+++ Material for this task +++

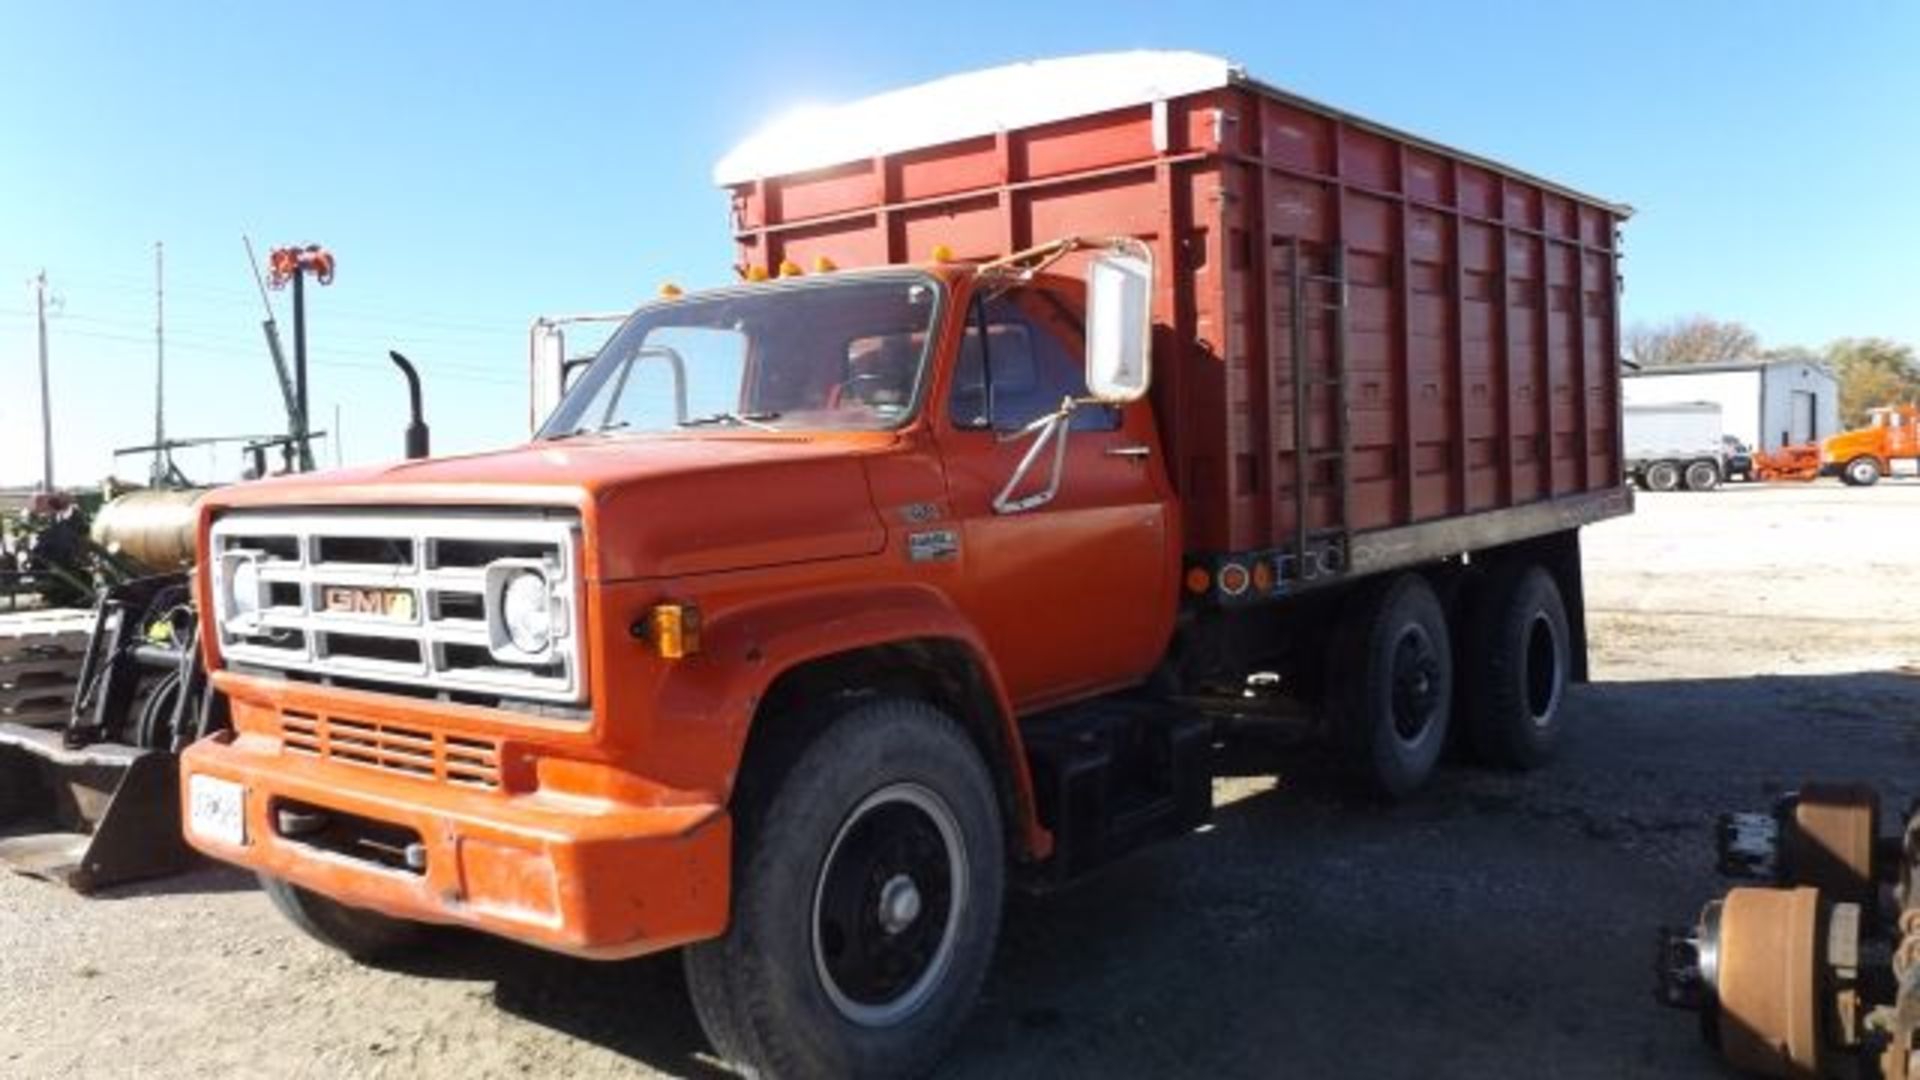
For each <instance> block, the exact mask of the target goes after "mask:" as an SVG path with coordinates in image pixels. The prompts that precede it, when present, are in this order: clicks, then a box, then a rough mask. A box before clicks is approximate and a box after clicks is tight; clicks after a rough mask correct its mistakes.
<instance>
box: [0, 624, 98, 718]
mask: <svg viewBox="0 0 1920 1080" xmlns="http://www.w3.org/2000/svg"><path fill="white" fill-rule="evenodd" d="M92 626H94V619H92V615H90V613H88V611H75V609H71V607H54V609H35V611H10V613H4V615H0V721H13V723H21V724H60V723H65V719H67V715H69V713H71V711H73V690H75V684H77V682H79V675H81V661H83V659H84V657H86V634H88V632H90V630H92Z"/></svg>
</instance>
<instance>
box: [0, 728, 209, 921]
mask: <svg viewBox="0 0 1920 1080" xmlns="http://www.w3.org/2000/svg"><path fill="white" fill-rule="evenodd" d="M196 857H198V855H196V853H194V851H192V847H188V846H186V840H184V838H182V836H180V763H179V757H177V755H173V753H169V751H163V749H136V748H131V746H119V744H94V746H88V748H81V749H69V748H67V746H63V744H61V732H60V730H48V728H31V726H25V724H6V723H0V865H4V867H8V869H12V871H17V872H23V874H33V876H38V878H48V880H56V882H63V884H67V886H71V888H73V890H77V892H94V890H100V888H108V886H115V884H123V882H134V880H142V878H156V876H163V874H173V872H179V871H182V869H186V867H188V865H192V861H194V859H196Z"/></svg>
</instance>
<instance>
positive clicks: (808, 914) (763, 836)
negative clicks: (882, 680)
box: [685, 700, 1006, 1076]
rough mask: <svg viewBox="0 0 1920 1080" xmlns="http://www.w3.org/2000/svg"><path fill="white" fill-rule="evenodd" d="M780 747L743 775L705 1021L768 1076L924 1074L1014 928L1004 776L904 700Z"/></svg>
mask: <svg viewBox="0 0 1920 1080" xmlns="http://www.w3.org/2000/svg"><path fill="white" fill-rule="evenodd" d="M774 723H778V721H774ZM781 757H783V759H781V761H762V763H760V765H758V767H755V769H753V771H749V774H747V776H743V778H741V792H739V796H737V799H735V805H737V828H739V832H737V842H735V874H733V917H732V922H730V926H728V932H726V936H722V938H716V940H712V942H703V944H697V945H691V947H687V951H685V967H687V988H689V992H691V997H693V1009H695V1013H697V1015H699V1020H701V1026H703V1028H705V1030H707V1036H708V1038H710V1040H712V1043H714V1047H716V1049H718V1051H720V1053H722V1055H724V1057H726V1059H730V1061H733V1063H737V1065H743V1067H747V1068H751V1070H755V1072H756V1074H762V1076H900V1074H916V1072H924V1070H925V1068H929V1067H931V1065H933V1063H935V1061H937V1057H939V1053H941V1051H943V1049H945V1045H947V1042H948V1040H950V1038H952V1036H954V1032H956V1030H958V1028H960V1024H962V1020H964V1019H966V1015H968V1011H970V1009H972V1005H973V997H975V995H977V994H979V984H981V980H983V978H985V974H987V965H989V961H991V959H993V945H995V936H996V934H998V928H1000V894H1002V890H1004V874H1006V869H1004V838H1002V832H1000V813H998V801H996V798H995V786H993V776H991V774H989V773H987V765H985V763H983V761H981V755H979V753H977V751H975V748H973V742H972V740H970V738H968V736H966V732H964V730H962V728H960V726H958V724H956V723H954V721H952V719H948V717H947V715H945V713H941V711H937V709H933V707H929V705H924V703H918V701H899V700H879V701H870V703H866V705H858V707H854V709H851V711H847V713H843V715H841V717H839V719H835V721H833V723H831V724H829V726H828V728H826V730H824V732H822V734H818V736H816V738H814V740H812V742H810V744H808V746H806V748H804V749H801V751H799V753H797V755H781Z"/></svg>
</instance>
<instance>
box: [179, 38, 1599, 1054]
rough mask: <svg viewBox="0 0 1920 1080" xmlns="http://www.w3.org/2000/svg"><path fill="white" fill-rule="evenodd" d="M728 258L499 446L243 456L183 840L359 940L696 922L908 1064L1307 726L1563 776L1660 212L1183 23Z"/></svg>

+++

Problem details ::
The job is to set down the whole listing exactly, excluding any images.

Result ::
For each <instance> block, the exact mask of the target goes after "mask:" as an SVG path with coordinates in image pixels. The prompts that precede it, when present, are in this order: clicks, then a box, then a rough mask. A box before clicks is approximate and a box after clicks is tight; clicks after a rough mask correct its mistakes.
<instance>
box: [0, 624, 98, 718]
mask: <svg viewBox="0 0 1920 1080" xmlns="http://www.w3.org/2000/svg"><path fill="white" fill-rule="evenodd" d="M92 626H94V619H92V615H90V613H88V611H75V609H71V607H54V609H35V611H10V613H4V615H0V721H13V723H21V724H60V723H65V719H67V715H69V713H71V711H73V690H75V684H77V682H79V675H81V661H83V659H84V657H86V634H88V632H90V630H92Z"/></svg>
</instance>
<instance>
box: [0, 728, 209, 921]
mask: <svg viewBox="0 0 1920 1080" xmlns="http://www.w3.org/2000/svg"><path fill="white" fill-rule="evenodd" d="M196 857H198V855H196V853H194V851H192V847H188V846H186V840H184V838H182V836H180V763H179V757H177V755H173V753H169V751H163V749H136V748H131V746H119V744H94V746H88V748H81V749H69V748H67V746H63V744H61V732H60V730H48V728H31V726H25V724H6V723H0V865H4V867H8V869H12V871H17V872H23V874H33V876H38V878H48V880H56V882H63V884H67V886H71V888H73V890H77V892H94V890H100V888H108V886H115V884H123V882H134V880H142V878H156V876H163V874H173V872H179V871H182V869H186V867H188V865H192V861H194V859H196Z"/></svg>
</instance>
<instance>
positive clicks: (808, 914) (763, 836)
negative clicks: (882, 680)
box: [685, 700, 1006, 1076]
rough mask: <svg viewBox="0 0 1920 1080" xmlns="http://www.w3.org/2000/svg"><path fill="white" fill-rule="evenodd" d="M780 747L743 775L705 1021L768 1076L924 1074L1014 928L1004 776L904 700Z"/></svg>
mask: <svg viewBox="0 0 1920 1080" xmlns="http://www.w3.org/2000/svg"><path fill="white" fill-rule="evenodd" d="M774 723H778V721H774ZM781 757H783V759H781V761H762V763H760V765H758V767H755V769H753V771H749V774H747V776H743V778H741V792H739V796H737V799H735V805H737V828H739V832H737V842H735V874H733V917H732V922H730V926H728V932H726V936H722V938H716V940H712V942H703V944H697V945H691V947H687V951H685V967H687V988H689V992H691V997H693V1009H695V1013H697V1015H699V1020H701V1026H703V1028H705V1030H707V1036H708V1038H710V1040H712V1043H714V1047H716V1049H718V1051H720V1053H722V1055H724V1057H726V1059H730V1061H733V1063H737V1065H743V1067H747V1068H751V1070H755V1072H756V1074H762V1076H900V1074H916V1072H924V1070H925V1068H929V1067H931V1065H933V1063H935V1061H937V1057H939V1053H941V1051H943V1049H945V1045H947V1042H948V1040H950V1038H952V1036H954V1032H956V1030H958V1028H960V1024H962V1020H964V1019H966V1015H968V1011H970V1009H972V1005H973V997H975V995H977V994H979V984H981V980H983V978H985V974H987V965H989V961H991V959H993V945H995V936H996V934H998V928H1000V894H1002V890H1004V874H1006V869H1004V838H1002V832H1000V813H998V801H996V798H995V786H993V776H991V774H989V773H987V765H985V763H983V761H981V755H979V753H977V751H975V748H973V742H972V740H970V738H968V736H966V732H964V730H962V728H960V726H958V724H956V723H954V721H952V719H948V717H947V715H945V713H941V711H937V709H933V707H929V705H924V703H918V701H899V700H879V701H870V703H866V705H858V707H854V709H851V711H847V713H843V715H841V717H839V719H835V721H833V723H831V724H829V726H828V728H826V730H824V732H822V734H818V736H816V738H814V740H812V742H810V744H808V746H806V748H804V749H801V751H799V753H797V755H781Z"/></svg>
</instance>
<instance>
box: [179, 38, 1599, 1054]
rough mask: <svg viewBox="0 0 1920 1080" xmlns="http://www.w3.org/2000/svg"><path fill="white" fill-rule="evenodd" d="M728 258L499 446L243 456L183 840L359 940L696 922L908 1064L1307 726L1563 776L1660 212L1183 23Z"/></svg>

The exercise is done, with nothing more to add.